-- Excerpted data follows --

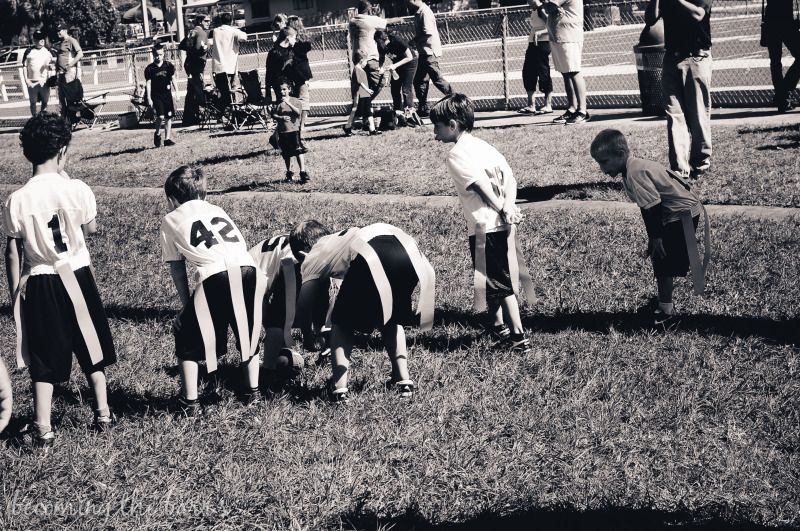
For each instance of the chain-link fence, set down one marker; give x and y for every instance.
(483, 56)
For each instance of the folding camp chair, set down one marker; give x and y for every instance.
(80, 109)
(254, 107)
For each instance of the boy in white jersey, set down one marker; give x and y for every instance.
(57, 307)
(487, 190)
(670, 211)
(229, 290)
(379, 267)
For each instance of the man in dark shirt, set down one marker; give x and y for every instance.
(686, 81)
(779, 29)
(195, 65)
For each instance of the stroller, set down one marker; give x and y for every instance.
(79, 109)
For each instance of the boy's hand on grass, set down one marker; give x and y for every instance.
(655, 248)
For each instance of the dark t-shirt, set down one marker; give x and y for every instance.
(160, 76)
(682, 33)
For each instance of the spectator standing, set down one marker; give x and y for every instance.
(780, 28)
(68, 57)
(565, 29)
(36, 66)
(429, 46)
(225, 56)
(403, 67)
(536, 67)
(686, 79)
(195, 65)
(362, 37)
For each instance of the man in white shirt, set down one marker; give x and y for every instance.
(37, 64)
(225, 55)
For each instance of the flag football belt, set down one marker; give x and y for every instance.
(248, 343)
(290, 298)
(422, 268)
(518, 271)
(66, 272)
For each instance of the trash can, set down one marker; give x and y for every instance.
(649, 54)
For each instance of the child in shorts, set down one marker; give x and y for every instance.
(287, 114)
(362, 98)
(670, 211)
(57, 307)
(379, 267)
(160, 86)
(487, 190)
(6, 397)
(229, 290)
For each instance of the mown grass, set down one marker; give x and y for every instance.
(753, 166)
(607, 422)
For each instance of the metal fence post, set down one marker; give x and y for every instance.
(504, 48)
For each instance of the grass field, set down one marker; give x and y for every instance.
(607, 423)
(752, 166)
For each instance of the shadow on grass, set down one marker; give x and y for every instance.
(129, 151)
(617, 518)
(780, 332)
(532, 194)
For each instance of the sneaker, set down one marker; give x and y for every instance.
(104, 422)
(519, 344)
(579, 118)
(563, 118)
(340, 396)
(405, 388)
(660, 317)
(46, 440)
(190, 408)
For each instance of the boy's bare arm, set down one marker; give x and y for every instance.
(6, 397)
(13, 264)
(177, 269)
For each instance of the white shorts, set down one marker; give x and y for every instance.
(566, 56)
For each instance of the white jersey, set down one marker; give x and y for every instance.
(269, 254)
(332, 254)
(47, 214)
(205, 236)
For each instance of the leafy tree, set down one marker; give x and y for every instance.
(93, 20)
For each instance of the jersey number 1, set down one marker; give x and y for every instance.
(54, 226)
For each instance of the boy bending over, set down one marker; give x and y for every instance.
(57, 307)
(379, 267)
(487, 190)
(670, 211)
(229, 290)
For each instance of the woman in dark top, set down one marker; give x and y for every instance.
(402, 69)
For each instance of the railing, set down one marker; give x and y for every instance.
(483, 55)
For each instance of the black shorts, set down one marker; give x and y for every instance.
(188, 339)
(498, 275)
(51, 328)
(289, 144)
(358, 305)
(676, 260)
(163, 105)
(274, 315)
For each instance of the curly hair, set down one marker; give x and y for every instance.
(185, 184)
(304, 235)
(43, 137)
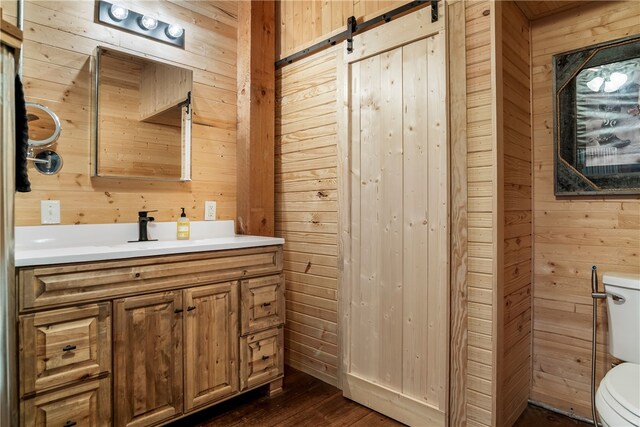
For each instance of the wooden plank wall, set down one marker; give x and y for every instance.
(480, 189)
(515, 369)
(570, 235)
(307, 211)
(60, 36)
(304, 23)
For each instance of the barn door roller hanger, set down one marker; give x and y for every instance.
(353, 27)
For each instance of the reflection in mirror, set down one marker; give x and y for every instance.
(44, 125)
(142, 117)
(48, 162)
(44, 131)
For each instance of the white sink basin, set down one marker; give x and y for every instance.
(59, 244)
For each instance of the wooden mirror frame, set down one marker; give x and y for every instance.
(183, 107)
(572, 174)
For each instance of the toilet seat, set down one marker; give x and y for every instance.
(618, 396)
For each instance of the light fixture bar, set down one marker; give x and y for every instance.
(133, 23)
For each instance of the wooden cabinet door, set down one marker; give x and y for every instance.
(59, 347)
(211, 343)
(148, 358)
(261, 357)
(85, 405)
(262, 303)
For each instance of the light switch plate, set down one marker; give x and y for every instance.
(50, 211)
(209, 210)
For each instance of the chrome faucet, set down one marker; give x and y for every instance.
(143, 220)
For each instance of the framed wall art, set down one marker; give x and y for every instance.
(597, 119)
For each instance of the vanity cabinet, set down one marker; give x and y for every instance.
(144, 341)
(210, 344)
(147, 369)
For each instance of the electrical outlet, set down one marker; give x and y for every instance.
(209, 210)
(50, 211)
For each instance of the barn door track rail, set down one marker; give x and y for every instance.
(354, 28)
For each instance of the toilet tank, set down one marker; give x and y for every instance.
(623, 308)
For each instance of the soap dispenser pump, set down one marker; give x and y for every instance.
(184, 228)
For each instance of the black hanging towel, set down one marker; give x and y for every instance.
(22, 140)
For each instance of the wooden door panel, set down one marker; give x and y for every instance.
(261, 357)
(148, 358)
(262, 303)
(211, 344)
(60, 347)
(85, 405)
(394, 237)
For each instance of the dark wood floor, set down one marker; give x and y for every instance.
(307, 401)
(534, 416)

-- Excerpted data concluded --

_Aim of the task_.
Which lines run from the one containing "For each instance of the reflection" to the end of the entries above? Quote exactly those, and only those.

_Response for this exercise_.
For each instance of the reflection in mirror, set down one marker; give x and y for every instance.
(44, 125)
(142, 117)
(48, 162)
(44, 131)
For each instance of the white sink basin, set down one marker; give x and y for every instance.
(59, 244)
For each instance of the wooden mirror frame, set down one marker; give x and y for every instance.
(183, 107)
(572, 174)
For each instance of the toilet seat, set down one marker; give x and y for every instance.
(618, 396)
For each instance of the light fixture bar, set down one marker; give x and y for every instance.
(133, 23)
For each instance of the wooden cabinet door, set down one marker; give x and y for every instance.
(59, 347)
(211, 343)
(148, 358)
(261, 357)
(85, 405)
(262, 303)
For each instance of the light switch plate, set down one marker; give x and y for every instance.
(50, 211)
(209, 210)
For each instance of the chrome faucet, set down one marker; give x and y for every instance.
(143, 220)
For each instance of the framed wall art, set down one marker; give x and y for every instance.
(597, 119)
For each instance of the vanity cabinet, set down one marker; give x and y for every instance.
(144, 341)
(210, 344)
(147, 369)
For each instance of the electrical outlet, set down one marker; give x and y for every instance.
(209, 210)
(50, 211)
For each instance of the barn door track rail, set down one marker; give x and y for every instance.
(354, 28)
For each instance of the toilet tank, set down one marker; give x and y for every instance.
(623, 308)
For each instance of the soap dispenser pump, set down one marker; give x and y for every instance.
(184, 228)
For each instance of the black hanging towel, set down one marker; give x and y for every instance.
(22, 140)
For each instance of the wooden door panel, set down one marker; give x and y for every instance.
(261, 357)
(148, 358)
(262, 303)
(211, 344)
(60, 347)
(85, 405)
(394, 237)
For each instance of the dark wood floor, set down one marker; give x and y for every instance.
(307, 401)
(534, 416)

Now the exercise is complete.